__Extraits de données de pointage__:
____

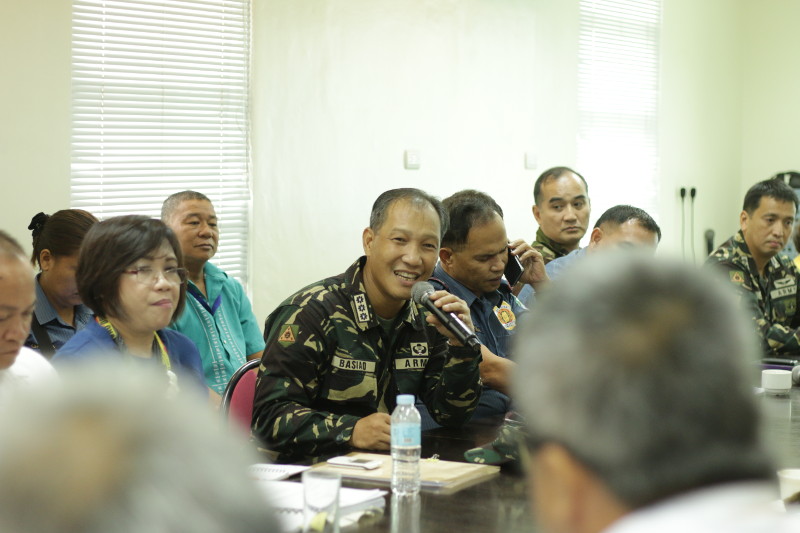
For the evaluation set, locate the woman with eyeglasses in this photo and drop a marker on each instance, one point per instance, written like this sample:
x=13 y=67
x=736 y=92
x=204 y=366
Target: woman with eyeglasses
x=130 y=274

____

__CONSIGNES DE TRAVAIL__: Recopiez intégralement chaque ligne des entrées ci-dessus en décalant de 51 toutes les coordonnées qui figurent dans les réponses. Laissez les images de côté.

__RÉSULTAT DE LA TÂCHE__:
For the evaluation set, locate the woman with eyeglasses in this photo and drop a marker on each instance, one point per instance, written like this sample:
x=13 y=67
x=736 y=92
x=204 y=366
Target: woman with eyeglasses
x=181 y=325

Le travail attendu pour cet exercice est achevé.